**Exercise instructions:** The lines to extract begin at the line that contains "Each instance of the small" and run through the last line of the listing; reproduce them exactly, minus any pictures.

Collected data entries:
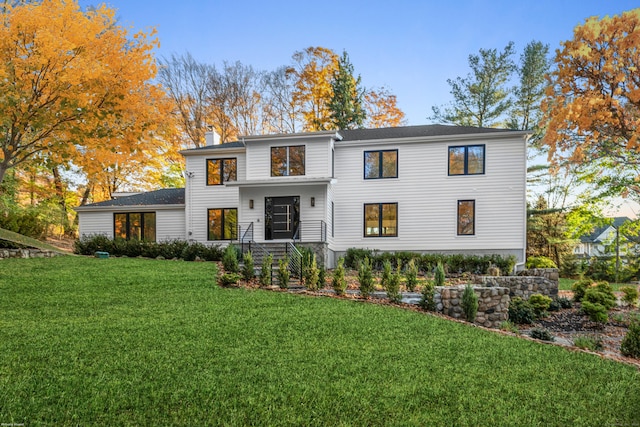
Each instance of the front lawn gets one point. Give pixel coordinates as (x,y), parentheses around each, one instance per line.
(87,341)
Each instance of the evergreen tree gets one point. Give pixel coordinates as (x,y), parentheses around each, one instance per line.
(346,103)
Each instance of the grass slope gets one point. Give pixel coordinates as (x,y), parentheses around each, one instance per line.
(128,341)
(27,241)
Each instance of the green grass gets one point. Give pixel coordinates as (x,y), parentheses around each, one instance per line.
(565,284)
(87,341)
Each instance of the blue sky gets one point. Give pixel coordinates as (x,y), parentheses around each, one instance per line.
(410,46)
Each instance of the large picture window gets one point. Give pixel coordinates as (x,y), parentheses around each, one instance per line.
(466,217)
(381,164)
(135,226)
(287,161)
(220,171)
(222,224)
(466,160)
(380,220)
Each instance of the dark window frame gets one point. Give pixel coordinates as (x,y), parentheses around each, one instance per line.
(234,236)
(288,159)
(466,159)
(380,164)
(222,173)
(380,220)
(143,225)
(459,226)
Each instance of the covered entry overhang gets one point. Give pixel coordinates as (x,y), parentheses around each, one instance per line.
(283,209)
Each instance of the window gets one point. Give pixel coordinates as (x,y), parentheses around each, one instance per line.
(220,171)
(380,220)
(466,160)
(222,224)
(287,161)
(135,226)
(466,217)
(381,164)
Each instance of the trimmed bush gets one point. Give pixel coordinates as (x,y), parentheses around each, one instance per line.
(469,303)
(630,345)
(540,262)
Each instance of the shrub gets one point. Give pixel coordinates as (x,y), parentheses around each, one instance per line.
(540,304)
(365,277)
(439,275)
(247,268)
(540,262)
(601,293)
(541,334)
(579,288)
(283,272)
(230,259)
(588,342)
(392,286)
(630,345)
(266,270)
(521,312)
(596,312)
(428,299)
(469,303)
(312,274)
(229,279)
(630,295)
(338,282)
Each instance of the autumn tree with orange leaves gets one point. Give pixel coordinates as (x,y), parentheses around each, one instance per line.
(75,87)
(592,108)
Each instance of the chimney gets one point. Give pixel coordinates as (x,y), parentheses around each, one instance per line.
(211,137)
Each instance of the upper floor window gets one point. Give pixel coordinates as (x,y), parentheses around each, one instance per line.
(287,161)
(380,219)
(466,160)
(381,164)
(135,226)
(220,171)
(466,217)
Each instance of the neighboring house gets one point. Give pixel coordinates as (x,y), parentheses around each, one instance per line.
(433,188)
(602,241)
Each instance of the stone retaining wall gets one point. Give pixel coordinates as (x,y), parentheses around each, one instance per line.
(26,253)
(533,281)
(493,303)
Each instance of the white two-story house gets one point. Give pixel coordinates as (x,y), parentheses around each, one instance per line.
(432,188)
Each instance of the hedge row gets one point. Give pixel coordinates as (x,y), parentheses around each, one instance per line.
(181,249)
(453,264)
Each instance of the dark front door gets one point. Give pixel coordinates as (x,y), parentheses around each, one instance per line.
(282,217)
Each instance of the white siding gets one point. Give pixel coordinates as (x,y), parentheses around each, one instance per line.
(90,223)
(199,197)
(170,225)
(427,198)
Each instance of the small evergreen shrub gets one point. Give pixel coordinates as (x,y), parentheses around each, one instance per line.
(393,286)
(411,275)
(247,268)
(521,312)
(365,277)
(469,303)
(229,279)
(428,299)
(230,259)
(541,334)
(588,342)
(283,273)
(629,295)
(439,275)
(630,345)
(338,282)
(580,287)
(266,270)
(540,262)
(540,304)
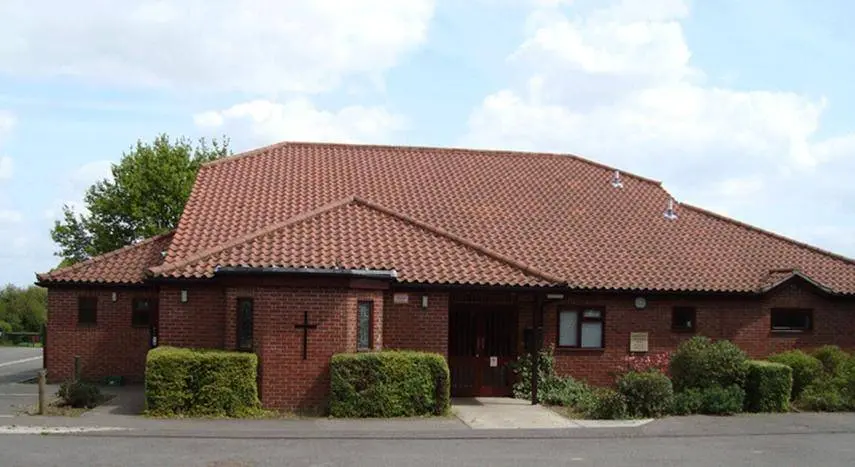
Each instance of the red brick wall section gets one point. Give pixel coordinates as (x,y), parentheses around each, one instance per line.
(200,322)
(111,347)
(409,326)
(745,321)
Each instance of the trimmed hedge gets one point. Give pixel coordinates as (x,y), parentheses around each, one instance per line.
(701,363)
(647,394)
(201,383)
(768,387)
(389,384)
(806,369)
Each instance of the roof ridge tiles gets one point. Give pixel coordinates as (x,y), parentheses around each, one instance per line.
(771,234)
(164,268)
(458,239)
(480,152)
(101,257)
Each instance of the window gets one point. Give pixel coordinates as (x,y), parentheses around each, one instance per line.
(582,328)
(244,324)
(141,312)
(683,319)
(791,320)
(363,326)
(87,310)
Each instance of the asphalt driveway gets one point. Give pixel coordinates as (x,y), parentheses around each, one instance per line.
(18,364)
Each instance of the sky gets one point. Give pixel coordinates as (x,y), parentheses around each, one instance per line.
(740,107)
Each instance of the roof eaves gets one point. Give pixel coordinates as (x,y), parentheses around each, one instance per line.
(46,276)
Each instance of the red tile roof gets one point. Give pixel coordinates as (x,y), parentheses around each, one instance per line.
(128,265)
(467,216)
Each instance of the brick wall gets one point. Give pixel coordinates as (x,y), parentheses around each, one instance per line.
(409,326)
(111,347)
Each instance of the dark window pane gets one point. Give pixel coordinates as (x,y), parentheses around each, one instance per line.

**Answer for the task:**
Each instance of the small evergreen shrub gets one point. Give pixel coordinates as (x,y), parentheses around each, one instance per line.
(393,286)
(411,275)
(247,268)
(521,312)
(365,277)
(469,303)
(229,279)
(428,299)
(230,259)
(541,334)
(588,342)
(283,273)
(629,295)
(439,275)
(630,345)
(338,282)
(580,287)
(266,270)
(540,262)
(540,304)
Each instance of the red brick wall section gets one point. Give pixel coordinates as (x,y), parentheses around each, one instance per line.
(200,322)
(111,347)
(409,326)
(745,321)
Each instance of the trimmed hedge gets one point. Give pixel coordinates as (x,y), parentheses around each, one instance per line.
(701,363)
(647,394)
(201,383)
(768,387)
(389,384)
(806,369)
Each instance of the roof ridge tiles gets one point. Give pixel coordinates as (x,y), parentheses around each, one instance per line.
(771,234)
(164,268)
(458,239)
(480,152)
(101,257)
Each instance of the window gets one point. Give pixel coordinates as (x,y), parentheses around each, one instance per line.
(582,328)
(244,324)
(141,312)
(683,319)
(791,320)
(363,326)
(87,310)
Each instance of the asphalt driveway gets one point. Give pixel coordinates as (x,y), parentheses around each, one instance per line.
(18,364)
Each instance of the sky gets one point. Give pixel coordinates as (x,y), parentheses around each, one instance per line.
(740,107)
Each instance of the roof eaves gets one point. Give pixel coordinates as (x,y), parentheses around each, one instance per line.
(46,276)
Each instance of the red tile roof gets one point. Give pixel coordinates as (x,y), parentheses around each, one instance per line.
(128,265)
(467,216)
Each instance of the brick wall gets one point. Give pixel coordinates as (x,y), parentheses around each, one instance per line.
(409,326)
(111,347)
Each instance of the dark window pane gets one point. Give pixel coordinates as (x,y), parentheses around each, one instance per line.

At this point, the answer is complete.